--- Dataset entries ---
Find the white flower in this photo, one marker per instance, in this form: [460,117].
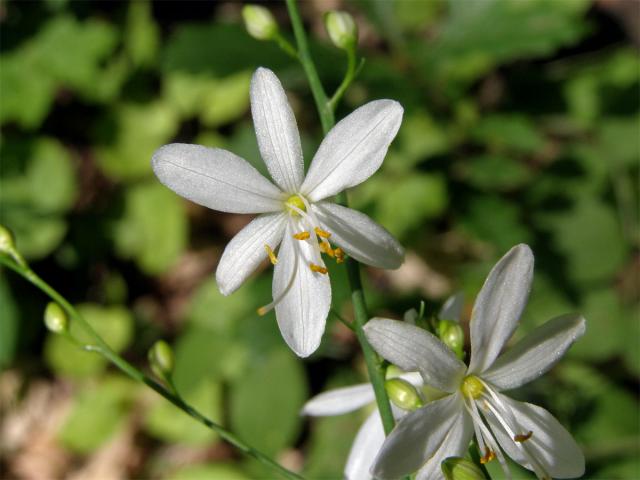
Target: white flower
[294,211]
[474,405]
[370,436]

--- Action item ---
Copy every entry above exactly as it stands, but leave the pictures out.

--- Output below ---
Find the white flower in this photo, one marker per instance, in this form: [460,117].
Target: white flower
[294,211]
[474,405]
[370,436]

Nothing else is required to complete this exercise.